Treść polecenia 1 = Czy możesz wypisać z tekstu o budowie kaplicy cały fragment od słów „Sam krzyż, przed” aż do słów „prace wewnątrz budynku.”?
Treść polecenia 2 = Jak w formie krótkiej listy przedstawisz akapit tekstu o budowie kaplicy, który zaczyna się od słów „Mimo mrozu i śniegu”?

Tekst do przeczytania =
- - -
Jest! Nareszcie! Na dachu kaplicy stanęła długo wyczekiwana wieża wraz z krzyżem. Mimo śnieżnej i nieprzyjemnej pogody wieżyczka bez żadnych przeszkód stanęła na dachu kaplicy. Krzyż był uwieńczeniem budowy i krycia miedzianą blachą dachu kaplicy.
Sam krzyż, przed dotarciem na miejsce, ma już swoją historię. Tutaj możesz przeczytać ową „Historię pewnego krzyża”
Dziś dostarczono drewnianą wieżyczkę, którą będzie pokryta i zabezpieczona miedzianą blachą.
Przed pokryciem całkowicie dachu blachą konieczne było zamontowanie cokołu na którym w przyszłości stać będzie wieżyczka z krzyżem.
Mimo mrozu i śniegu rozpoczęto wykańczanie dachu kaplicy. Początkowo pracownicy zajęli się rynnami. Następnie cały dach, kawałek po kawałeczku, został pokryty miedzianą blachą.
Listopad 2012 - Luty 2013
Śnieg, mróz,jak to bywa o tej porze roku, troszkę spowolniły pracę budowlane. W tym okresie kaplica zyskała dach, który w przyszłości zostanie pokryty miedzianą blachą. Zostały również dokończone wszelakie prace wewnątrz budynku.
- - -
Dostarczone zestawienie =
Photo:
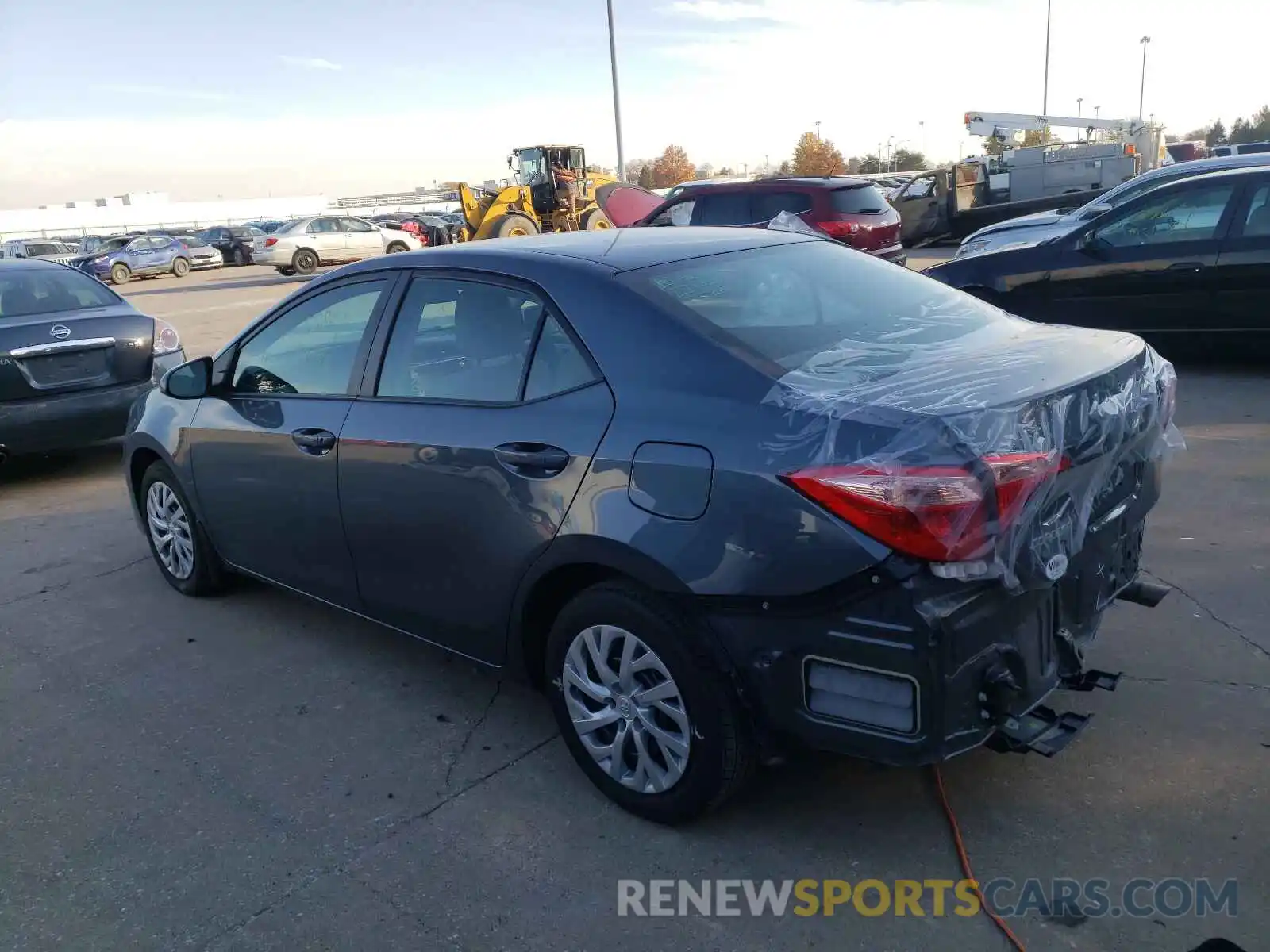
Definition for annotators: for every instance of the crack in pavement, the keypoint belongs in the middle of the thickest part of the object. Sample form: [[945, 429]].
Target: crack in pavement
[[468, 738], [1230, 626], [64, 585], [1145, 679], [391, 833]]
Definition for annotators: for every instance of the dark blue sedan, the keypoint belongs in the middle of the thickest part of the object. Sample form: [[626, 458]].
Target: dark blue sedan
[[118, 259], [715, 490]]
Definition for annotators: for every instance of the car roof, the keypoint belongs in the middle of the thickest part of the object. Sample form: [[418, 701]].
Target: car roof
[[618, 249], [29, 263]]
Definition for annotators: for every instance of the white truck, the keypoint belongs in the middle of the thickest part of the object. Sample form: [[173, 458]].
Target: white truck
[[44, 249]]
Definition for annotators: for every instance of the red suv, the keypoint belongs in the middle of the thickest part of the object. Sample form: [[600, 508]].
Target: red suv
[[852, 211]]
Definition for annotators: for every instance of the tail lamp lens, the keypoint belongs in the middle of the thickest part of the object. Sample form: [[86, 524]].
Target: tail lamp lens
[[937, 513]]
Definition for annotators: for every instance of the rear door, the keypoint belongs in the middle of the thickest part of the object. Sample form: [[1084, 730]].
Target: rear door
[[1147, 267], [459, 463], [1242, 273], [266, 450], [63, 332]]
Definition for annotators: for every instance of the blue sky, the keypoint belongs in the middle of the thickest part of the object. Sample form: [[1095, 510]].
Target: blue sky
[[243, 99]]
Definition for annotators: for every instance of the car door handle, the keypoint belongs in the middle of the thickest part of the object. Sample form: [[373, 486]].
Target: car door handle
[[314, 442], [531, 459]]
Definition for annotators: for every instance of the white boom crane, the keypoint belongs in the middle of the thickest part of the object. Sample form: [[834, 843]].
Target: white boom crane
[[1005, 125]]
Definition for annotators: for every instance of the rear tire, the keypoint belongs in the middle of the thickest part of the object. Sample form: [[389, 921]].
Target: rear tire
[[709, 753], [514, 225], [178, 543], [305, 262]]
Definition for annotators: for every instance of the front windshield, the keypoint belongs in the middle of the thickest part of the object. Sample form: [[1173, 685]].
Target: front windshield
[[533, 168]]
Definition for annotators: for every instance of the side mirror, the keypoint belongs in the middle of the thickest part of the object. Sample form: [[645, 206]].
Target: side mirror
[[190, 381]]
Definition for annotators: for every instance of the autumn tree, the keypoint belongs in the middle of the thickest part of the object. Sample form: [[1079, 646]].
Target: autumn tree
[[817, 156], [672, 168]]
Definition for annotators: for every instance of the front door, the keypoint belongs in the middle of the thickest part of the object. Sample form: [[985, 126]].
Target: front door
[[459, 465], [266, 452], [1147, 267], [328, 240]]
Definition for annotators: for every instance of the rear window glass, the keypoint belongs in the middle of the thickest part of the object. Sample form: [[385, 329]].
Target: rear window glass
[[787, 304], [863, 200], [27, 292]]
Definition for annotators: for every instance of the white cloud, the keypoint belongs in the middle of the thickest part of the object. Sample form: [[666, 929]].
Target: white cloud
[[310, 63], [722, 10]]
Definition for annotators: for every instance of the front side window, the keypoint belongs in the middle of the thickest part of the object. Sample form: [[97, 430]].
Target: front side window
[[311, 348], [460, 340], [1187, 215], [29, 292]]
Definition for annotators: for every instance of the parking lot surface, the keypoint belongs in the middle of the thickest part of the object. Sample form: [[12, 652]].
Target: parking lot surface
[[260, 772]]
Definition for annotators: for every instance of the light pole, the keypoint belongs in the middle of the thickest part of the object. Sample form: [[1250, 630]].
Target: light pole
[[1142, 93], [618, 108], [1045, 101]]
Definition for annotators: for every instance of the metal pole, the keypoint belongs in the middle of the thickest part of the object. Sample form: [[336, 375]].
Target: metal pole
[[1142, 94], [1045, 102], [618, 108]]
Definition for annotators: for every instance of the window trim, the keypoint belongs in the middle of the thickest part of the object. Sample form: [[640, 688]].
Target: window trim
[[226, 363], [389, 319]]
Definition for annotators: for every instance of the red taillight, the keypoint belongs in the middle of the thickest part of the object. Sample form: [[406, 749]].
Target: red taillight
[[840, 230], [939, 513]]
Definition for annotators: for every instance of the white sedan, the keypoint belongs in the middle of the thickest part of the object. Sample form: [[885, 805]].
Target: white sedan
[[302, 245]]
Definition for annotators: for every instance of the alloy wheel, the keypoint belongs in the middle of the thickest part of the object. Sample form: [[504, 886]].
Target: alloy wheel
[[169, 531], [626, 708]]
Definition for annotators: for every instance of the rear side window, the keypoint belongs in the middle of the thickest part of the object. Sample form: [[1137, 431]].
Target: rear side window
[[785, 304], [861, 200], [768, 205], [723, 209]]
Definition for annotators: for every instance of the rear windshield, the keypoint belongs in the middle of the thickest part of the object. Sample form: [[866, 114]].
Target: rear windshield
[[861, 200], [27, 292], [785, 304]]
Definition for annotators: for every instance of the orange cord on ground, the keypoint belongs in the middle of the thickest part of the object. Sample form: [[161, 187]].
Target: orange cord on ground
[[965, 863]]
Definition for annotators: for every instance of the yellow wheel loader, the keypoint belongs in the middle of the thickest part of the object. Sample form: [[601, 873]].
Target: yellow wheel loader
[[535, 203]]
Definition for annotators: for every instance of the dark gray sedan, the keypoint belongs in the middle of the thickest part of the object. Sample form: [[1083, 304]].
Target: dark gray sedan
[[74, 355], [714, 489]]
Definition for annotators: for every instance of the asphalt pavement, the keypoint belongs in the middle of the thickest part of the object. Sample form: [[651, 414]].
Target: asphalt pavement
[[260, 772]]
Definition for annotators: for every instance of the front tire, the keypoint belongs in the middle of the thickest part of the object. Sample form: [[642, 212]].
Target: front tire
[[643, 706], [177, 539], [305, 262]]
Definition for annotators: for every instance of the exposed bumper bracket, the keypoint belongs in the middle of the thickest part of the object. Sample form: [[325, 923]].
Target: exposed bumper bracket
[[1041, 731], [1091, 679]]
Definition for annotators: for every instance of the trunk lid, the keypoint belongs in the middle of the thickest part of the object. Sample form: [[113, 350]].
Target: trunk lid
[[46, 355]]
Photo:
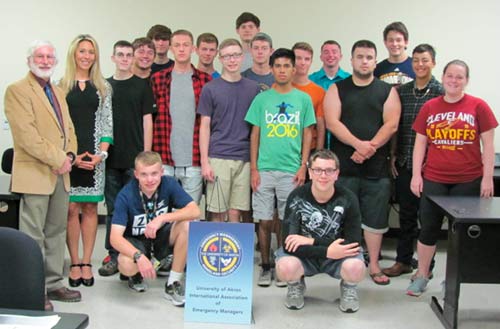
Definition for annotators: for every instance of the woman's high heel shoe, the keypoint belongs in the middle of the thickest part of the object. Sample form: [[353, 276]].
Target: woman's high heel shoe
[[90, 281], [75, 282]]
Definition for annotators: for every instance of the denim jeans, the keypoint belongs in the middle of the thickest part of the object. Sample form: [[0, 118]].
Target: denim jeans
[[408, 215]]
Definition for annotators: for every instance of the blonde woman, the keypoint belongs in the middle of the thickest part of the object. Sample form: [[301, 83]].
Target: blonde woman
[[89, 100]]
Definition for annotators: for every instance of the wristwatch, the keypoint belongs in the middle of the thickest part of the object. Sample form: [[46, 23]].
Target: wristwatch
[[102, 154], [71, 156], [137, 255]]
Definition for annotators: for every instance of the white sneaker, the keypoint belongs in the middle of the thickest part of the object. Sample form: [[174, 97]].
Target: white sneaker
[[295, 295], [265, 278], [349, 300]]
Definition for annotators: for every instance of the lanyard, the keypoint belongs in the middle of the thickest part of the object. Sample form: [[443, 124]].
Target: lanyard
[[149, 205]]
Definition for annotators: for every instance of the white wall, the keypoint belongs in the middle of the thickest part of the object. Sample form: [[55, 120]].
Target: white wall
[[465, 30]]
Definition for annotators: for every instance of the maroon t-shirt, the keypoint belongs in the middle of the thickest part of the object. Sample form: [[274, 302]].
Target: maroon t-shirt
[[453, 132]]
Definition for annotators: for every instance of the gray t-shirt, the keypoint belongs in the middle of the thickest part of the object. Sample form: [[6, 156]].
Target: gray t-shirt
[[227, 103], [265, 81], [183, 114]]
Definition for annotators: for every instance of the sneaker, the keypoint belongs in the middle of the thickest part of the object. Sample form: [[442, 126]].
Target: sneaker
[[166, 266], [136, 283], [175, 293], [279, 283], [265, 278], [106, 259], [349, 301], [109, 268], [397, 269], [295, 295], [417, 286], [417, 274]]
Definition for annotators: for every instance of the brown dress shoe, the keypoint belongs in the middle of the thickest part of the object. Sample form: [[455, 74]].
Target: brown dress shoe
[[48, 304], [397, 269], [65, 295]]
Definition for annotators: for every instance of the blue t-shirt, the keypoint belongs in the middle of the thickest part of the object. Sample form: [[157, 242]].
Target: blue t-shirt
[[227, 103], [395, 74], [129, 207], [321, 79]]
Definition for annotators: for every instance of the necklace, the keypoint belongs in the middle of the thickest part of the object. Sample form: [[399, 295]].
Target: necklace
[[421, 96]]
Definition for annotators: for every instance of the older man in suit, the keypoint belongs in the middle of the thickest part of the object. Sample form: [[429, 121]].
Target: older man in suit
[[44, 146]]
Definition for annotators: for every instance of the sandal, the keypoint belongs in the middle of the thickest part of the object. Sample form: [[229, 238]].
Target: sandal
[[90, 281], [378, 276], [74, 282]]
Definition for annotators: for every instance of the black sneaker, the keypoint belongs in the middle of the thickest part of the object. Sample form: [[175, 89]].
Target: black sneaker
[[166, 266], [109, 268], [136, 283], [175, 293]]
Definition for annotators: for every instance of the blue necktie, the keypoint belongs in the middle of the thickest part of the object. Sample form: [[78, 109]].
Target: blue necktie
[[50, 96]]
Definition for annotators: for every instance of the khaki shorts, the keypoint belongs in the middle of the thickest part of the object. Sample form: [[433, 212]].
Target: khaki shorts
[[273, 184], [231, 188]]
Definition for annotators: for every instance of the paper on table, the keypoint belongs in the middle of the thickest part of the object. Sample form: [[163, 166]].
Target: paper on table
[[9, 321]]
- - -
Odpowiedź 1 =
Sam krzyż, przed dotarciem na miejsce, ma już swoją historię. Tutaj możesz przeczytać ową „Historię pewnego krzyża”
Dziś dostarczono drewnianą wieżyczkę, którą będzie pokryta i zabezpieczona miedzianą blachą.
Przed pokryciem całkowicie dachu blachą konieczne było zamontowanie cokołu na którym w przyszłości stać będzie wieżyczka z krzyżem.
Mimo mrozu i śniegu rozpoczęto wykańczanie dachu kaplicy. Początkowo pracownicy zajęli się rynnami. Następnie cały dach, kawałek po kawałeczku, został pokryty miedzianą blachą.
Listopad 2012 - Luty 2013
Śnieg, mróz,jak to bywa o tej porze roku, troszkę spowolniły pracę budowlane. W tym okresie kaplica zyskała dach, który w przyszłości zostanie pokryty miedzianą blachą. Zostały również dokończone wszelakie prace wewnątrz budynku.

Odpowiedź 2 =
- Wykańczanie dachu kaplicy rozpoczęto mimo mrozu i śniegu.
- Najpierw pracownicy zajęli się rynnami.
- Następnie cały dach stopniowo pokryto miedzianą blachą.